Document extract -
★ ★ ★ ★ ★ ★ ★
December 14th, 2011
I’ve written about anti-gay activist Janice Shaw Crouse in the past. More than once, in fact. Her arguments tend to be so off-the-mark, it’s hard to decide whether she’s deliberately dishonest or just heroically incompetent.
She’s at it again. In the midst of a calm, measured, and false presentation against homosexuality, she says this, as if it were significant:
Homosexual relationships generally last only a fraction of the time that most marriages last. Very few homosexual relationships last longer than two or three years. In fact, it’s rare that they last more than one and a half years.
She doesn’t say where she got these numbers. Perhaps she doesn’t want her viewers to find out she commonly uses obsolete data in ways that piss off her sources. The problem in this case, though, is that Crouse is comparing relationships in general to marriages in particular. And if you do that, you can just as easily say:
HETEROSEXUAL relationships generally last only a fraction of the time that most marriages last. Very few HETEROSEXUAL relationships are long-term relationships.
Half of women don’t marry until after their 26th birthday. For men, it’s even later. And you know what? Before that, they date, having relationships that a few weeks, a few months, occasionally a few years. As a result, the great majority of their relationships don’t last as long as most marriages.
★ ★ ★ ★ ★ ★ ★
Recorded data -
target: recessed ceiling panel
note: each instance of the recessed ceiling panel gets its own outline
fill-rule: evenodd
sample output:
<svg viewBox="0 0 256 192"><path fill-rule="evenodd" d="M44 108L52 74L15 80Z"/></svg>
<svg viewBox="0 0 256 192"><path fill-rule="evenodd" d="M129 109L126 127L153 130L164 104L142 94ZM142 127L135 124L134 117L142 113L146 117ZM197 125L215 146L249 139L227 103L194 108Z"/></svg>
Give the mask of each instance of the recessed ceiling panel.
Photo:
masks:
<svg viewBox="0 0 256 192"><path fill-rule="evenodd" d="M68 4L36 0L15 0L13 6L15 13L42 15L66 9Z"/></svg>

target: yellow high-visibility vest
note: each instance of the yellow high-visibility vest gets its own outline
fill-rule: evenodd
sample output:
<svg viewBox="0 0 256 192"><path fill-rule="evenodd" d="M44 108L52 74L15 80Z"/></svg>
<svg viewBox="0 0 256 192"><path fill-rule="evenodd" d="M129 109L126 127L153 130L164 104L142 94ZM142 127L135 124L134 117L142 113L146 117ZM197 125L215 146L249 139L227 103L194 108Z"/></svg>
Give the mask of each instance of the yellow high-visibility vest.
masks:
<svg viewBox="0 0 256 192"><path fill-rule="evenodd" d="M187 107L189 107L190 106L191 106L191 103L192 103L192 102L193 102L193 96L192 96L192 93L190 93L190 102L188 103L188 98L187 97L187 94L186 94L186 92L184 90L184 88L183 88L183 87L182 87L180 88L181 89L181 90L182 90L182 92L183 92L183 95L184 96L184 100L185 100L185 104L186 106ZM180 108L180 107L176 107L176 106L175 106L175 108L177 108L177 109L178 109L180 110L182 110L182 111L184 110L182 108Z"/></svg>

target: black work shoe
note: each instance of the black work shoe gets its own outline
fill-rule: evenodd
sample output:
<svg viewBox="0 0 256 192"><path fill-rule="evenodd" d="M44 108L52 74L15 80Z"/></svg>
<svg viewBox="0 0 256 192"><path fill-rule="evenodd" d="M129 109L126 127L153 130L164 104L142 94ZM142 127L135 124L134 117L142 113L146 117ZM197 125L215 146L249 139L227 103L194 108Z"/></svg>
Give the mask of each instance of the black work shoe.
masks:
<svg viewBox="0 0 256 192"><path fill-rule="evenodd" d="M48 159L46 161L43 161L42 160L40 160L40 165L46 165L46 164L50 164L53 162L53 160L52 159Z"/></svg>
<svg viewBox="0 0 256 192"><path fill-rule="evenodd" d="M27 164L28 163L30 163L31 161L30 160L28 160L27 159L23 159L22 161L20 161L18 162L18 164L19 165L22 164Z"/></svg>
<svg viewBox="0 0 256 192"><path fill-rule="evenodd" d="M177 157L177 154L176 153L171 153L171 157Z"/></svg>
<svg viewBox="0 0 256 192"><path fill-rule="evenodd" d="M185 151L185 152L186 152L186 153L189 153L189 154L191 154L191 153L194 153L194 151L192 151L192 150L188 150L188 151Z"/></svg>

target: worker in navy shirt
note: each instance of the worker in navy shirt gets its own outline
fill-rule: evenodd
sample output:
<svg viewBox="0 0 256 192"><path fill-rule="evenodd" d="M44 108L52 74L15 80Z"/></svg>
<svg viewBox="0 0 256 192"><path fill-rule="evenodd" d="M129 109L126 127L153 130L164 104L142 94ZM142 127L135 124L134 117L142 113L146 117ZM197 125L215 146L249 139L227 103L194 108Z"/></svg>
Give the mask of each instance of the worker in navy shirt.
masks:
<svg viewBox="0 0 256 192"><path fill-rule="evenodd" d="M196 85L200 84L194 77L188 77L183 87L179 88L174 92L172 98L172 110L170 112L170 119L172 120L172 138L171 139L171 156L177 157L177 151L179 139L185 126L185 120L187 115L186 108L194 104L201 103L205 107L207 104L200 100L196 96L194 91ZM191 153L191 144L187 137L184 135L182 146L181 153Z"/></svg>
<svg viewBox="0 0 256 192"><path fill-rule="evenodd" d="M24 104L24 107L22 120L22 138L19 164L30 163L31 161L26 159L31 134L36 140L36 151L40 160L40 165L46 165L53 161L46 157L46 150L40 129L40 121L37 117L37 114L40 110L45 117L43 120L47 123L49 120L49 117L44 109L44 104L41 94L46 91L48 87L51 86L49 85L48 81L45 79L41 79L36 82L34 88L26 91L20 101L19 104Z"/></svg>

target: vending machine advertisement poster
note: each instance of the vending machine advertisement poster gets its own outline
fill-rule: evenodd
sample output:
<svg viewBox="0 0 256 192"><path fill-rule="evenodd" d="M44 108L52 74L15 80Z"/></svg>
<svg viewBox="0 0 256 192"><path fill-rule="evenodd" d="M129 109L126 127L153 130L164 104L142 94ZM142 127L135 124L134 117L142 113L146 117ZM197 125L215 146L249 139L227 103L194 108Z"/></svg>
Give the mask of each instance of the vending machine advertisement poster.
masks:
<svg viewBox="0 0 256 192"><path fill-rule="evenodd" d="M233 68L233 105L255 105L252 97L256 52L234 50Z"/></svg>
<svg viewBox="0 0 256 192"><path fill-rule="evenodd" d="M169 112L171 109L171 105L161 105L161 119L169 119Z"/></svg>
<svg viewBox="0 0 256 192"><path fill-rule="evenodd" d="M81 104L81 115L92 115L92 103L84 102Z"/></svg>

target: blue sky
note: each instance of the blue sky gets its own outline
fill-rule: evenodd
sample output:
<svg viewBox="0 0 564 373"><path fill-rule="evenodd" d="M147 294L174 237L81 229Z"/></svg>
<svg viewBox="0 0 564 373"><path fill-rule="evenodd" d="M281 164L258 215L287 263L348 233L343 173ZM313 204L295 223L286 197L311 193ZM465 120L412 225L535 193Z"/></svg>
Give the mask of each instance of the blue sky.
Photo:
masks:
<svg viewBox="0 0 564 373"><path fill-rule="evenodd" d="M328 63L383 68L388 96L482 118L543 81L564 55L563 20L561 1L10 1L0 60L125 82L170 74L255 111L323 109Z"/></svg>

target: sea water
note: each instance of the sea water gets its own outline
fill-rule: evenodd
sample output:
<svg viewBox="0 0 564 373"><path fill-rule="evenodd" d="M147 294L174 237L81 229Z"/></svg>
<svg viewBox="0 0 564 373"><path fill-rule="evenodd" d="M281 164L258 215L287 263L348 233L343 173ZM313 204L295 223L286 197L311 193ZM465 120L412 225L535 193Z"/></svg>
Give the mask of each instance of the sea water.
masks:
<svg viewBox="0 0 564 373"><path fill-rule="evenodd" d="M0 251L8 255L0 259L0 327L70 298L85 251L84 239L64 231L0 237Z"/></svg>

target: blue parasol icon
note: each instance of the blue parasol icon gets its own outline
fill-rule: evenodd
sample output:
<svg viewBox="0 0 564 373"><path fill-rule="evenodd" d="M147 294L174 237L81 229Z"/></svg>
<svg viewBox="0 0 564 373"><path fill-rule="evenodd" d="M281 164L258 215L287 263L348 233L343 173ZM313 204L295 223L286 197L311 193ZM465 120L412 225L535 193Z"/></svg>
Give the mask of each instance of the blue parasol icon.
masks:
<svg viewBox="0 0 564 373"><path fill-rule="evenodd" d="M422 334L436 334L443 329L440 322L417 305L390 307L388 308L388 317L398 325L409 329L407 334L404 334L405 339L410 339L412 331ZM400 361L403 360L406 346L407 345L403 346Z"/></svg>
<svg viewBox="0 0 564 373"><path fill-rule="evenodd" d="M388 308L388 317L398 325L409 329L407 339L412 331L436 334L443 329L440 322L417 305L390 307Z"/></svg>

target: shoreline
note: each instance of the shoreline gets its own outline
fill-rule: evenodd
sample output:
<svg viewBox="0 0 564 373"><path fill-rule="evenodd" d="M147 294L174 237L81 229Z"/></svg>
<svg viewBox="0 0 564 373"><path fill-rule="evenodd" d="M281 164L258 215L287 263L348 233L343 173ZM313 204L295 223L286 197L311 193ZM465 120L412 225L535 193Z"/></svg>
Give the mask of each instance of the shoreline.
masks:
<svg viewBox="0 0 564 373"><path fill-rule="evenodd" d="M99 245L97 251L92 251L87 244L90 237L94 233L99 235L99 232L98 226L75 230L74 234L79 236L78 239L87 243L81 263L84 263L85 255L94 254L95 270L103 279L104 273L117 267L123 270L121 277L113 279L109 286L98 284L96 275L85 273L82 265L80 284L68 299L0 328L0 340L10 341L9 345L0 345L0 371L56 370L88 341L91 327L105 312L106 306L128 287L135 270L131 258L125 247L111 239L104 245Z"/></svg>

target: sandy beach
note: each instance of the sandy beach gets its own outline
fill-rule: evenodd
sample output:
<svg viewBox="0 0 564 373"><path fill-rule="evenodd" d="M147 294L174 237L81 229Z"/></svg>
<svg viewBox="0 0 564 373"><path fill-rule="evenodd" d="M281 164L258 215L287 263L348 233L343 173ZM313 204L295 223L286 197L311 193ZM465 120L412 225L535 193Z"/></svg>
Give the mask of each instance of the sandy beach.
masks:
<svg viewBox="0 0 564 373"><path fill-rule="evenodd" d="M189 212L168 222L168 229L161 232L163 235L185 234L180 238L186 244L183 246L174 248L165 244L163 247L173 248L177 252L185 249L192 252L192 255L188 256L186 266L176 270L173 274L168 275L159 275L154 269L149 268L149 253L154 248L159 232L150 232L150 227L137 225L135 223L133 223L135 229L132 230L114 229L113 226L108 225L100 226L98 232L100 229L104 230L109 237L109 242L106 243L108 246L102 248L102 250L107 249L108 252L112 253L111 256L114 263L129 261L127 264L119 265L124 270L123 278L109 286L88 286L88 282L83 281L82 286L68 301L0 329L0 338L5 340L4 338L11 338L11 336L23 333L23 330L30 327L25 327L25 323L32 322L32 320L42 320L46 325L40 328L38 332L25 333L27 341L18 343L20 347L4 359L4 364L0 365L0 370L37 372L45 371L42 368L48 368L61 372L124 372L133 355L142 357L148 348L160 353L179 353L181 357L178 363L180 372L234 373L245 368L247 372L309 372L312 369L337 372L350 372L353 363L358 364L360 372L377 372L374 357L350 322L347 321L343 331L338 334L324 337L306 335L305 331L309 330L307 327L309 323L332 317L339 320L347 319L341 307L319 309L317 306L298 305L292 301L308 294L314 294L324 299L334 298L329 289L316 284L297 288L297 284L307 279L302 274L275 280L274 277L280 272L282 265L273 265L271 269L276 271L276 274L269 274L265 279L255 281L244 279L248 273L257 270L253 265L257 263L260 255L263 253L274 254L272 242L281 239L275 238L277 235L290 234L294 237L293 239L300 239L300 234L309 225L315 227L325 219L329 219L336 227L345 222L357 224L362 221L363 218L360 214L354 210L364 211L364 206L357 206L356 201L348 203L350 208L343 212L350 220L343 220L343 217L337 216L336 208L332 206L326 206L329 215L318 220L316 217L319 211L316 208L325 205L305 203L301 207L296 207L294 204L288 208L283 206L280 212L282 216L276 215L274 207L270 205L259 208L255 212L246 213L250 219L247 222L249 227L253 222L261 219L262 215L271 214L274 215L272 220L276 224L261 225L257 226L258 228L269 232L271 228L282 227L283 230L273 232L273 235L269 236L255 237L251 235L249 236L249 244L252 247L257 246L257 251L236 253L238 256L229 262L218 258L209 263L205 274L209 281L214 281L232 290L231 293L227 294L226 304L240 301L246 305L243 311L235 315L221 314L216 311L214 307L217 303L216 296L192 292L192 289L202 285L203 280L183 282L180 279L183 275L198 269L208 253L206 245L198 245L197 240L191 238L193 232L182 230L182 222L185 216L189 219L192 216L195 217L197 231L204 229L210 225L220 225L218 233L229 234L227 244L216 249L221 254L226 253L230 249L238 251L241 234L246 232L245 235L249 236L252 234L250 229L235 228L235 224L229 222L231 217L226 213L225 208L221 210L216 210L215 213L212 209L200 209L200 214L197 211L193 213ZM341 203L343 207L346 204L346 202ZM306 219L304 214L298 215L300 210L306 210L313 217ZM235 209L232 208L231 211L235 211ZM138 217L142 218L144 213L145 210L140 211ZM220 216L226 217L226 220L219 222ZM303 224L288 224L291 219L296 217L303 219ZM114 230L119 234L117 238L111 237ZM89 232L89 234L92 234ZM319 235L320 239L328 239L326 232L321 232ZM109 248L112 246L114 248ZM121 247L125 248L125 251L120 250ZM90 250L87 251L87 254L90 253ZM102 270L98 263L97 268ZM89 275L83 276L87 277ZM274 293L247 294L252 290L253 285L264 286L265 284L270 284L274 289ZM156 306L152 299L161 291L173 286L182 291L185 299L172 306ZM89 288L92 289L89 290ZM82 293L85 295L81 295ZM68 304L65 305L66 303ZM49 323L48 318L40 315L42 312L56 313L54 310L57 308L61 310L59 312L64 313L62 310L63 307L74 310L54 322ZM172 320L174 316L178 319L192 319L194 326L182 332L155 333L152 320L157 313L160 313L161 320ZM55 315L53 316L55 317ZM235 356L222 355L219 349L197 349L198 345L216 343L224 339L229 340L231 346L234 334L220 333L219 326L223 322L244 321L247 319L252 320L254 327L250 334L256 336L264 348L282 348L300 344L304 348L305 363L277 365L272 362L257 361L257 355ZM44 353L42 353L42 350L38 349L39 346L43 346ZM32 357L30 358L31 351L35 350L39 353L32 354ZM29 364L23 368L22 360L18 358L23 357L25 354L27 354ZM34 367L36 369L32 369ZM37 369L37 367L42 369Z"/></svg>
★ ★ ★ ★ ★ ★ ★
Set exercise -
Could you pull out the full post about Janice Shaw Crouse, word for word? The rows are separate material with no connection to the post.

Solution to this problem -
December 14th, 2011
I’ve written about anti-gay activist Janice Shaw Crouse in the past. More than once, in fact. Her arguments tend to be so off-the-mark, it’s hard to decide whether she’s deliberately dishonest or just heroically incompetent.
She’s at it again. In the midst of a calm, measured, and false presentation against homosexuality, she says this, as if it were significant:
Homosexual relationships generally last only a fraction of the time that most marriages last. Very few homosexual relationships last longer than two or three years. In fact, it’s rare that they last more than one and a half years.
She doesn’t say where she got these numbers. Perhaps she doesn’t want her viewers to find out she commonly uses obsolete data in ways that piss off her sources. The problem in this case, though, is that Crouse is comparing relationships in general to marriages in particular. And if you do that, you can just as easily say:
HETEROSEXUAL relationships generally last only a fraction of the time that most marriages last. Very few HETEROSEXUAL relationships are long-term relationships.
Half of women don’t marry until after their 26th birthday. For men, it’s even later. And you know what? Before that, they date, having relationships that a few weeks, a few months, occasionally a few years. As a result, the great majority of their relationships don’t last as long as most marriages.